Your task ->
Leave the pictures out and write out exactly the lines from the top of the entries through the line containing "wooden drawer, one".

Excerpted records ->

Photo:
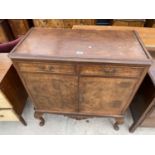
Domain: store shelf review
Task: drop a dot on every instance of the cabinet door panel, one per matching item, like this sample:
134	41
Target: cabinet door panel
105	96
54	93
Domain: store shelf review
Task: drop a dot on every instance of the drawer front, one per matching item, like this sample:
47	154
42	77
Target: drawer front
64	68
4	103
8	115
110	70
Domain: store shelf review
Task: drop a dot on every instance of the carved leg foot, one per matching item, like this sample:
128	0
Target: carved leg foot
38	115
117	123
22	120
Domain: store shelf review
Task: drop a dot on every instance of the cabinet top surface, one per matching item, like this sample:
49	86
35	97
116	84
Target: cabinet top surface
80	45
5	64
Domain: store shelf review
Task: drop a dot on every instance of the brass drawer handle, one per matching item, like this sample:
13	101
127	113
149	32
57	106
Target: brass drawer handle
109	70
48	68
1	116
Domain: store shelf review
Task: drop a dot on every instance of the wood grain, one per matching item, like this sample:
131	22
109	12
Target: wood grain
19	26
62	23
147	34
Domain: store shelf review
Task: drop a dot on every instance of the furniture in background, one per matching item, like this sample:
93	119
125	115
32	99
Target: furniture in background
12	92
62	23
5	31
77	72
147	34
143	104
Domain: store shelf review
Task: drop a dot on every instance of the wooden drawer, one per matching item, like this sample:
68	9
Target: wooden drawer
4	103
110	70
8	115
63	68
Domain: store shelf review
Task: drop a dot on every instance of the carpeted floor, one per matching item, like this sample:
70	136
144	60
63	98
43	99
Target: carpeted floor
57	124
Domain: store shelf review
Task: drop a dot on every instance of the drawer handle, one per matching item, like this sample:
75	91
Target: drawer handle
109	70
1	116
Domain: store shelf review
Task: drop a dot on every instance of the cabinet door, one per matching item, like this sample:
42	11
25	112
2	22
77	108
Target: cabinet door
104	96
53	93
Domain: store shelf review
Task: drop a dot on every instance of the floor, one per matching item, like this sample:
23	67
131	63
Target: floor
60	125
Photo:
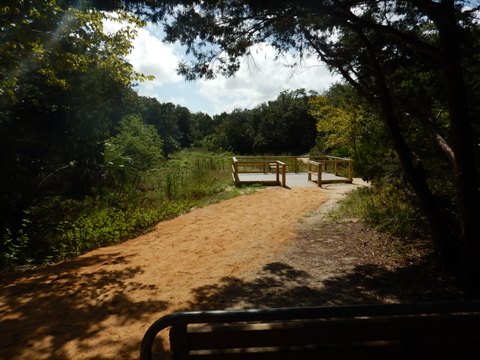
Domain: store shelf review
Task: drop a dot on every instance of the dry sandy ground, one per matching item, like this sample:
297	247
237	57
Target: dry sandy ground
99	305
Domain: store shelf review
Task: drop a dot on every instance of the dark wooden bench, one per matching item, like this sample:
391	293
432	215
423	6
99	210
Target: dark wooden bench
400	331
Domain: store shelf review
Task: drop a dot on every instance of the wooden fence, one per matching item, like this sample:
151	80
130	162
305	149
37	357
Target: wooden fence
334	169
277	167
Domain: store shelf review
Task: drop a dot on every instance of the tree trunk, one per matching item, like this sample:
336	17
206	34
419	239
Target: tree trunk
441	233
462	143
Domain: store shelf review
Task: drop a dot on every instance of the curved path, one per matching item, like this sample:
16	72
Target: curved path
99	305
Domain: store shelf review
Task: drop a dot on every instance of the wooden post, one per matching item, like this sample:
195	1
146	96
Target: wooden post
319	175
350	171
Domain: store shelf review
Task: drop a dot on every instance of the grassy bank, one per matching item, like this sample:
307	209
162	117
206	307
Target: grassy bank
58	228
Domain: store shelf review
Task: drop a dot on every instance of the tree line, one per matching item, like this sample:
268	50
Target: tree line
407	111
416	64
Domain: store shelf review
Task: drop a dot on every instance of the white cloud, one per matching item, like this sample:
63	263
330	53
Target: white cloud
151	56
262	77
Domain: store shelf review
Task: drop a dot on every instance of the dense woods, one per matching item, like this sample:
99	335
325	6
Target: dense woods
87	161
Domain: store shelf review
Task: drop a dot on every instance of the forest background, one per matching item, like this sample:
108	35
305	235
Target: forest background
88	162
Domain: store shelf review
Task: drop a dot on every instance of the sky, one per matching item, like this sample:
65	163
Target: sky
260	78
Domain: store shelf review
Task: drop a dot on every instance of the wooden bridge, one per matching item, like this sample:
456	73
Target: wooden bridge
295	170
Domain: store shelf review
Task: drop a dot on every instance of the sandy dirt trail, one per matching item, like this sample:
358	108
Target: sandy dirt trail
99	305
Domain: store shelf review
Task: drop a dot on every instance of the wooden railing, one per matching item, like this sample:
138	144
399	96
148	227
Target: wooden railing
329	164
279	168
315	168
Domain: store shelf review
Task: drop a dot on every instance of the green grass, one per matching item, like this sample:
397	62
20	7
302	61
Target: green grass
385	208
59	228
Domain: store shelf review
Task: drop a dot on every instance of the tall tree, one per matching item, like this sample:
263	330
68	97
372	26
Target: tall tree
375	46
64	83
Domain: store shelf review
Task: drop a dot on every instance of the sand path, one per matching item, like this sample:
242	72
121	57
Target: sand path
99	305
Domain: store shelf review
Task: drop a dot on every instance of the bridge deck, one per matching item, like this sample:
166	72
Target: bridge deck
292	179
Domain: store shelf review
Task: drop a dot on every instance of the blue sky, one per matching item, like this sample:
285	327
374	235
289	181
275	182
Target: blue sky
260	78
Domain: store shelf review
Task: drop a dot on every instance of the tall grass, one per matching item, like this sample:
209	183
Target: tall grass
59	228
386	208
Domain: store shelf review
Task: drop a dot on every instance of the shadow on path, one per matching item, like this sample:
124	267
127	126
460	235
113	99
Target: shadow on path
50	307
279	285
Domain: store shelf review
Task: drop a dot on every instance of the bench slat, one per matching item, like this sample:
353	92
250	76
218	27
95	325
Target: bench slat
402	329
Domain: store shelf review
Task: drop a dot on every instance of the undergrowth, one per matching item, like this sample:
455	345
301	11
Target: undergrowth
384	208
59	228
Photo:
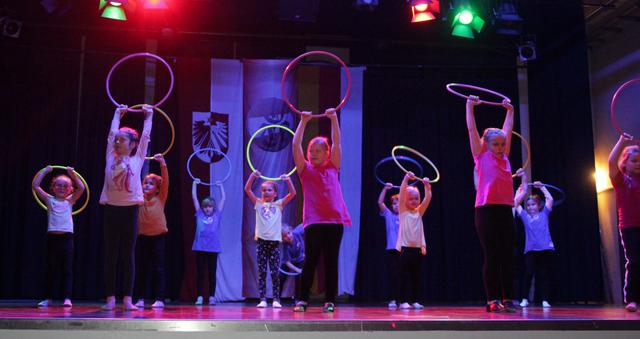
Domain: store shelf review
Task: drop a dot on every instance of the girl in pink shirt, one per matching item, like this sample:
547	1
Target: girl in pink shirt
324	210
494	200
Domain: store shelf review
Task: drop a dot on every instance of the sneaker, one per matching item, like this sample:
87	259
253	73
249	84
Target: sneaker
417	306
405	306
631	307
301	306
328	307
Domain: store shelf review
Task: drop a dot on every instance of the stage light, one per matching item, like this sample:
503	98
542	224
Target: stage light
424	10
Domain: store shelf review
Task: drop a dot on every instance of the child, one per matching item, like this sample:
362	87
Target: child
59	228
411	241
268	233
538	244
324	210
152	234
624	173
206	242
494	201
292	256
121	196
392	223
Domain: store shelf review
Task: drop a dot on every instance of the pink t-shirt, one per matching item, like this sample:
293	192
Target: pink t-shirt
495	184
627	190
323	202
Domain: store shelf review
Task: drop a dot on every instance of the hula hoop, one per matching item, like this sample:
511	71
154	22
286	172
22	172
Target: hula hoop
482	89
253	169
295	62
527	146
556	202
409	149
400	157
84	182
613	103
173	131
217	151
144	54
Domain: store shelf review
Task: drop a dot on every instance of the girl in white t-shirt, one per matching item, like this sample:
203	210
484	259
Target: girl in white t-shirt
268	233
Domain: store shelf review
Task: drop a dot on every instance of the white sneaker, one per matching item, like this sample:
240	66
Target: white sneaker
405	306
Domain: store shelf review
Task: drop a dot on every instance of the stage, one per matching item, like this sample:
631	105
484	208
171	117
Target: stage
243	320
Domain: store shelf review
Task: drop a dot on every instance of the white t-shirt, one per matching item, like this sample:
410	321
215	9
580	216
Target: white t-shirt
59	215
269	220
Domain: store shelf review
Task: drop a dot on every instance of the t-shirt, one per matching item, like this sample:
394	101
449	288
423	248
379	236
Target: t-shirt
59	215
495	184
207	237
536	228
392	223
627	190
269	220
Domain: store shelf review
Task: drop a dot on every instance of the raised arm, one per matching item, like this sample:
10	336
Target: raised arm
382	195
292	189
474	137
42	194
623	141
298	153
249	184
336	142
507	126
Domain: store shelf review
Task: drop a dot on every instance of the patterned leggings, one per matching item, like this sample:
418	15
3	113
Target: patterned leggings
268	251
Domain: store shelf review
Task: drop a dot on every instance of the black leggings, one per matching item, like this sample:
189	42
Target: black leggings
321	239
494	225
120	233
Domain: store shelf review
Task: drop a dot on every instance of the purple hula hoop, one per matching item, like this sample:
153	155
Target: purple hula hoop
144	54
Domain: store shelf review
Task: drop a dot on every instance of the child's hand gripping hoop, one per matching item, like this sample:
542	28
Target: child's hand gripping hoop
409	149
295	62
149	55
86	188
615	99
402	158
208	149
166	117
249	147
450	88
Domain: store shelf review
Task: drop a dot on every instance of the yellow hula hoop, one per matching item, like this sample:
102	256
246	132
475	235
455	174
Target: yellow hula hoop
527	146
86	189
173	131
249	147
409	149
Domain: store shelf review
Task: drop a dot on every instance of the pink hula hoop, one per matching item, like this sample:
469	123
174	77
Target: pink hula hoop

Result of the exercise ->
Photo:
Domain: store shelf review
Task: drop a dot on every instance of the cabinet door panel, one per matching item, like this sample:
134	41
Target: cabinet door panel
105	96
54	93
Domain: store shelf review
Task: drop a dot on every instance of the drawer front, one per matching item, like this sample:
47	154
42	77
Target: drawer front
64	68
4	103
8	115
110	70
Domain: store shelf review
Task: drop a dot on every instance of the carved leg foot, one per matching item, like this sample:
128	0
Target: carved leg foot
38	115
117	123
22	120
Domain: store shelf review
Task: drop a dot on every instance of the cabinet top surface, one per matching item, like this sample:
49	86
35	97
116	84
Target: cabinet top surface
80	45
5	64
Domain: store shelf review
Task: drop a dot on every instance of the brass drawer handle, one per matching item, like this sample:
13	101
127	113
149	32
57	106
Target: brass drawer handle
109	70
48	68
1	116
Domain: store shelf review
Task: drop a dot on every instance of the wood grain, one per matching item, like this sample:
131	22
109	12
Target: wood grain
19	26
62	23
147	34
Domain: store shelf review
Task: drop a dot on every instance of the furniture in background, one per matching item, like this sample:
93	119
125	115
32	99
Target: furniture in background
12	92
62	23
5	31
77	72
147	34
143	104
Domain: store shelf review
Task: drop a dot on every instance of the wooden drawer, one per matching item, like this sample:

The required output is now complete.